ИСХОДНЫЙ ТЕКСТ -
»»

В сравнении со сдержанным прощанием терапевтически настроенных философов разрушение философской и духовной истории, начало которому положили Жорж Батай или Хайдеггер, выглядит, скорее, героическим. Также и с этой точки зрения, в возвышенных формах философской рефлексии концентрируются ложные мыслительные и жизненные привычки, но заблуждения метафизики и распоряжающегося сущим мышления, которые ныне должны быть деконструиро-ваны, не исчерпываются незначительными категориальными огрехами и затруднениями, с которыми сталкивается повседневная практика: они носят эпохальный характер. Это драматическое прощание с философией не просто обещает исцеление, но несет в себе нечто от | ельдерлиновского пафоса спасения перед лицом величайшей опасности. Обесценившийся философский способ мышления не нужно поддерживать, он должен уступить место другому средству, которое позволит не-дискурсивным путем спуститься в непредставимые глубины эпохи суверенности или бытия.
Менее всего расставание с философией заметно в своей сальваторической форме, примером чему могут служить многие значительные успехи в интерпретации текстов, достигнутые неоаристотелизмом в его герменевтическом преломлении. Конечно, эти примеры ни в коем случае не однозначны, поскольку провозглашаемое намерение нацелено здесь на спасение старых истин. С философией прощаются скорее подспудно, причем ради ее же сохранности, избавляя ее от груза притязаний на систематичность. Учения классиков не привлекаются ни в качестве их вклада в предметную дискуссию, ни в качестве филологически и исторически обработанного материала для образования. С текстами, в которых некогда должны были излагаться результаты познания, уподобляющее усвоение обращается, скорее, как с источниками озарения и пробуждения.

««

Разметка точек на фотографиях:

»»

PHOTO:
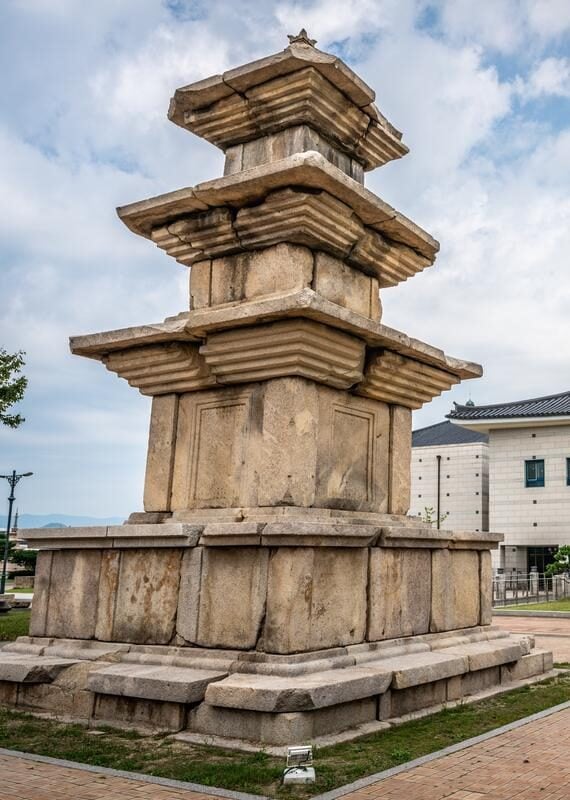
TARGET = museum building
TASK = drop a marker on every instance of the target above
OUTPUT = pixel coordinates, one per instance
(529, 476)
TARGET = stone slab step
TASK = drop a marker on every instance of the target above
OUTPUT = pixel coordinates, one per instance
(482, 655)
(271, 693)
(25, 668)
(298, 693)
(150, 682)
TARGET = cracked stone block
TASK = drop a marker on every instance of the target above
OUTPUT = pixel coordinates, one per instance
(316, 598)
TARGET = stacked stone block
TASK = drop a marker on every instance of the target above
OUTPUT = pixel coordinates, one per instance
(273, 589)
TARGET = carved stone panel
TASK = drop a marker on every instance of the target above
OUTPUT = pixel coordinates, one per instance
(353, 455)
(211, 444)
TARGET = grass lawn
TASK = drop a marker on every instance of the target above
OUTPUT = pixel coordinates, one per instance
(13, 624)
(260, 773)
(554, 605)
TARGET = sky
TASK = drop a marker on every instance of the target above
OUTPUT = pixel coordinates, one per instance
(481, 91)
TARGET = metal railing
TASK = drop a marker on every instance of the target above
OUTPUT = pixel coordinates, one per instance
(529, 587)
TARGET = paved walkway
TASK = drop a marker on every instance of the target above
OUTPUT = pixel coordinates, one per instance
(531, 762)
(528, 763)
(21, 779)
(551, 633)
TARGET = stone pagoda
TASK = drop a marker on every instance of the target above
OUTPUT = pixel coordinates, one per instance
(273, 589)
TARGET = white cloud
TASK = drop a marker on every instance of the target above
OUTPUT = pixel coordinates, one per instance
(550, 77)
(83, 128)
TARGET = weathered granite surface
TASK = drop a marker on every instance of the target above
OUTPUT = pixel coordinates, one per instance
(273, 589)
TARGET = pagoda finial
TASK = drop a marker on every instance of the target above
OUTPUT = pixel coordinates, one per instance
(301, 38)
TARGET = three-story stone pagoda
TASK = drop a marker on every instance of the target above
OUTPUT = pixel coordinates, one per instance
(273, 589)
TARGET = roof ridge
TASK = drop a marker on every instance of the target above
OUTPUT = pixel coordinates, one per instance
(435, 425)
(514, 402)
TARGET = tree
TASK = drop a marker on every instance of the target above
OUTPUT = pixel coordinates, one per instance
(561, 561)
(26, 559)
(12, 386)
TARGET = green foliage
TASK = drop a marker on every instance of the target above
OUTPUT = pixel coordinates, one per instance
(430, 516)
(23, 558)
(12, 386)
(260, 773)
(13, 624)
(561, 561)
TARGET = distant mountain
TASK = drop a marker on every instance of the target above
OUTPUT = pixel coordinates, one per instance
(59, 520)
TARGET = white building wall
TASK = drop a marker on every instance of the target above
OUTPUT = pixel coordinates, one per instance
(533, 516)
(464, 484)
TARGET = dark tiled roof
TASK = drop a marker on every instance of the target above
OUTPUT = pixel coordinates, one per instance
(446, 433)
(555, 405)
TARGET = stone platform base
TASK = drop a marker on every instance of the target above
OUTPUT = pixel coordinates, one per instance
(258, 698)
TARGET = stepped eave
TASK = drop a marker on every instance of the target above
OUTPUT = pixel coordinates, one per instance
(195, 325)
(304, 170)
(300, 85)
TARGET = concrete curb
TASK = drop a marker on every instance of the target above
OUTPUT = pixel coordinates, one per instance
(134, 776)
(454, 748)
(513, 612)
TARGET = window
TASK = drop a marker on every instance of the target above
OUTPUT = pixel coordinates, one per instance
(534, 472)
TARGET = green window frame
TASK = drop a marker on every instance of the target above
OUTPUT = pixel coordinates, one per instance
(534, 472)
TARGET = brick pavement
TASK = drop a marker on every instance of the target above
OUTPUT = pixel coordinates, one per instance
(551, 633)
(528, 763)
(22, 779)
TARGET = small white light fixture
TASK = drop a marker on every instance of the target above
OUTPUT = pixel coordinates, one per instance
(299, 767)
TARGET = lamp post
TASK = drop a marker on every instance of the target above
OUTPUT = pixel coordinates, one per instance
(12, 480)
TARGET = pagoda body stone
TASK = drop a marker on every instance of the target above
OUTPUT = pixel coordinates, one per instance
(273, 588)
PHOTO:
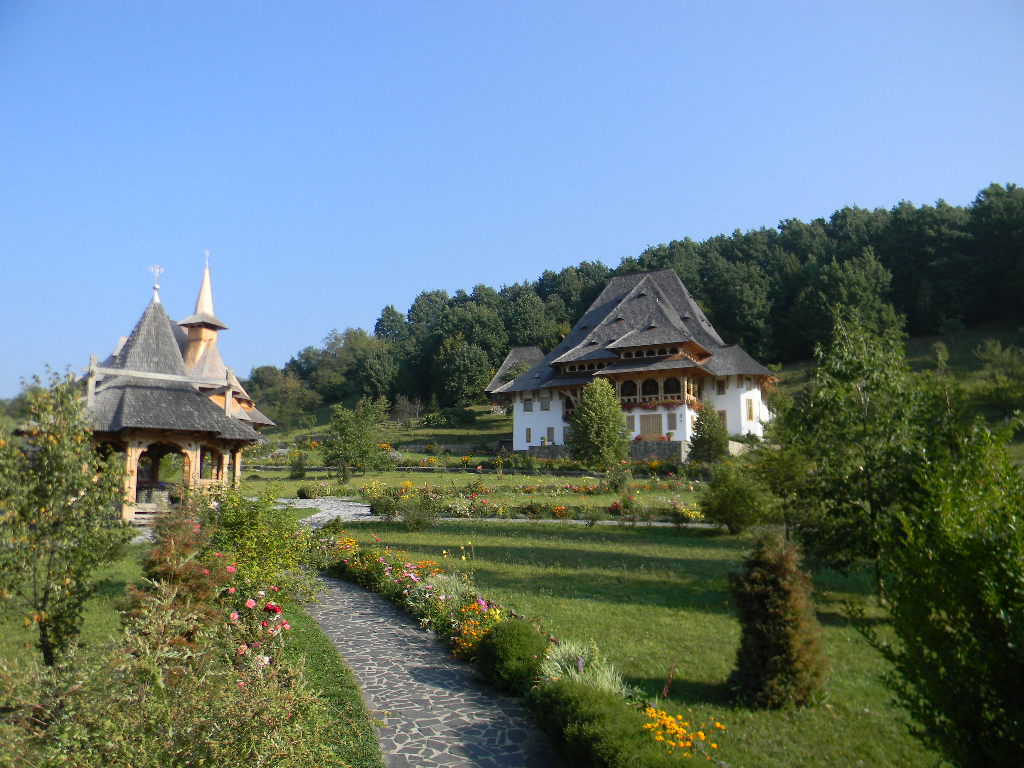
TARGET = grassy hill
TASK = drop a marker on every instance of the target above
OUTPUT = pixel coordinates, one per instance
(794, 377)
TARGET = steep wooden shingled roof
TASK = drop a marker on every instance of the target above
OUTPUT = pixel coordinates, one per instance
(636, 310)
(141, 402)
(528, 355)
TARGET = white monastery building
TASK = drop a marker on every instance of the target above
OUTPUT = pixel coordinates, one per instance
(646, 335)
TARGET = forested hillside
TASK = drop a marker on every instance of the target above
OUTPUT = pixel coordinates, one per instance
(928, 268)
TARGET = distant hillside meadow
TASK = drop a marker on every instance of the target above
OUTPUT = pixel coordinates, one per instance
(928, 269)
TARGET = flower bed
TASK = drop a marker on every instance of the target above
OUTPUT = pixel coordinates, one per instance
(569, 684)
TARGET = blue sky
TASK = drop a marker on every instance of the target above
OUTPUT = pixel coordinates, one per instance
(337, 157)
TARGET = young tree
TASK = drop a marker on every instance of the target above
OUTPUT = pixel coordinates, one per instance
(732, 497)
(58, 515)
(711, 440)
(599, 426)
(351, 440)
(858, 428)
(780, 660)
(461, 372)
(955, 569)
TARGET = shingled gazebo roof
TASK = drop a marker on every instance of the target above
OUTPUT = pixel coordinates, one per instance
(166, 400)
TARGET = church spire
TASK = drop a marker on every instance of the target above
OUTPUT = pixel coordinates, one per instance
(157, 270)
(204, 314)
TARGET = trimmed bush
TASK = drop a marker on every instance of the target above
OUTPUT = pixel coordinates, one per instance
(733, 498)
(593, 728)
(780, 662)
(510, 655)
(314, 491)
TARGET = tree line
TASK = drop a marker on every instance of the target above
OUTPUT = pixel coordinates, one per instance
(927, 268)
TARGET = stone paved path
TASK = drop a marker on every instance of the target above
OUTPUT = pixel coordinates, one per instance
(438, 713)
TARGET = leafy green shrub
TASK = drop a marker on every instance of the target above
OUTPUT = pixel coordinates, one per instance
(314, 491)
(733, 498)
(57, 506)
(436, 599)
(684, 514)
(510, 655)
(383, 501)
(710, 442)
(582, 662)
(268, 545)
(780, 660)
(420, 510)
(532, 510)
(450, 417)
(296, 464)
(594, 728)
(598, 434)
(617, 477)
(196, 679)
(625, 508)
(954, 572)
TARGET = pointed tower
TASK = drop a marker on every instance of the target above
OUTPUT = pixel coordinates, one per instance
(203, 326)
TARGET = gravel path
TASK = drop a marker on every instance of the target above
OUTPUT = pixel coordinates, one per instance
(436, 712)
(333, 507)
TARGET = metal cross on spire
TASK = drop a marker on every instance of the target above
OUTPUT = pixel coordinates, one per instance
(157, 270)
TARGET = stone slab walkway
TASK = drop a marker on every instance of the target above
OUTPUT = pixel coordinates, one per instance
(437, 712)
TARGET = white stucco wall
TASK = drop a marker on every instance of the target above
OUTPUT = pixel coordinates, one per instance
(737, 393)
(733, 401)
(536, 421)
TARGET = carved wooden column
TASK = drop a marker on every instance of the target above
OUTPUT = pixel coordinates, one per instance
(133, 452)
(192, 465)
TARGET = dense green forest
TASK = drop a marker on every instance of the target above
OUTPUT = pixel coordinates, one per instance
(927, 268)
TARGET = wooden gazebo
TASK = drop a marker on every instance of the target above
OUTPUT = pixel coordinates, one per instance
(166, 390)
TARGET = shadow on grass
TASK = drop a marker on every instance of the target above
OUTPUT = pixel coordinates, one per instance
(841, 619)
(689, 692)
(611, 589)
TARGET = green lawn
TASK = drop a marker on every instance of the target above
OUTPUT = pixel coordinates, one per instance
(101, 625)
(508, 489)
(330, 675)
(323, 667)
(654, 598)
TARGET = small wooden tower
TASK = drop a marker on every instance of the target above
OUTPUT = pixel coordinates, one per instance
(165, 390)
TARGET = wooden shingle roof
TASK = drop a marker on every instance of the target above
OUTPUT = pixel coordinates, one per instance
(137, 401)
(637, 310)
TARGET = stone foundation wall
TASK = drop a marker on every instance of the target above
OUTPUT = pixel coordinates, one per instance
(662, 450)
(672, 451)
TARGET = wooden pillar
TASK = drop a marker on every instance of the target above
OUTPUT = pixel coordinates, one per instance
(133, 451)
(222, 468)
(192, 465)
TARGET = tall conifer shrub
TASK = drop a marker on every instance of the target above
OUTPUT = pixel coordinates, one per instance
(780, 662)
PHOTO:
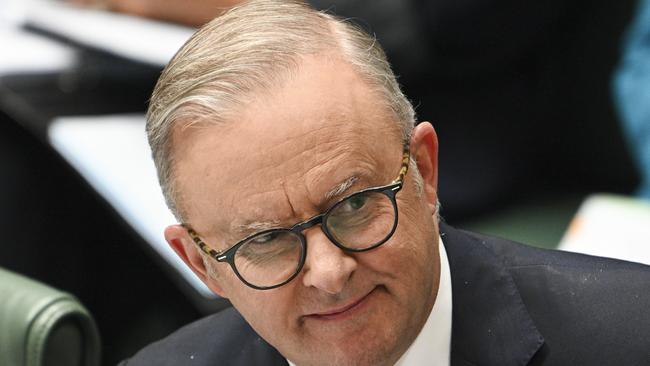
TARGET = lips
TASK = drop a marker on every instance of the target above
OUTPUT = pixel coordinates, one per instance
(343, 311)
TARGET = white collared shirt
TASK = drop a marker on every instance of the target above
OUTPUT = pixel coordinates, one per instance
(433, 345)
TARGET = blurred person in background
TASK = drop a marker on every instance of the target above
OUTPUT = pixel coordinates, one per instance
(509, 84)
(277, 128)
(632, 93)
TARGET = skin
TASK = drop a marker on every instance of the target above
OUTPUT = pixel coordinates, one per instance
(276, 163)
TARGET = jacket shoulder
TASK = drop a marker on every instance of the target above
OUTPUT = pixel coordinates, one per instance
(224, 338)
(590, 310)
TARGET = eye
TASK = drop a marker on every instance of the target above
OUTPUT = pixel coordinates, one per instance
(354, 203)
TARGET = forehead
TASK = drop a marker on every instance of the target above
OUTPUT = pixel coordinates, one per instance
(288, 148)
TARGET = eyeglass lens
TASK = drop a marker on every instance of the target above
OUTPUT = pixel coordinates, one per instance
(359, 222)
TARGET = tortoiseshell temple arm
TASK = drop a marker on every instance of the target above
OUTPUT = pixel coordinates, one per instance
(202, 245)
(406, 155)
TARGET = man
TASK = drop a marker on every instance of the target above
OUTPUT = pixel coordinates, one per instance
(287, 151)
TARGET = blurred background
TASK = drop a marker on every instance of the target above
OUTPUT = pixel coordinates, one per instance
(541, 108)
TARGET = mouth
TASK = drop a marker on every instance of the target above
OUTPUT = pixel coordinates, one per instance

««

ЗАДАНИЕ - Обновите фрагмент текста о прощании с философией, начиная со слов «Менее всего расставание» и далее вплоть до слов «озарения и пробуждения.». В этом фрагменте замените «философией» на «мудростью».

РЕШЕНИЕ -
Менее всего расставание с мудростью заметно в своей сальваторической форме, примером чему могут служить многие значительные успехи в интерпретации текстов, достигнутые неоаристотелизмом в его герменевтическом преломлении. Конечно, эти примеры ни в коем случае не однозначны, поскольку провозглашаемое намерение нацелено здесь на спасение старых истин. С мудростью прощаются скорее подспудно, причем ради ее же сохранности, избавляя ее от груза притязаний на систематичность. Учения классиков не привлекаются ни в качестве их вклада в предметную дискуссию, ни в качестве филологически и исторически обработанного материала для образования. С текстами, в которых некогда должны были излагаться результаты познания, уподобляющее усвоение обращается, скорее, как с источниками озарения и пробуждения.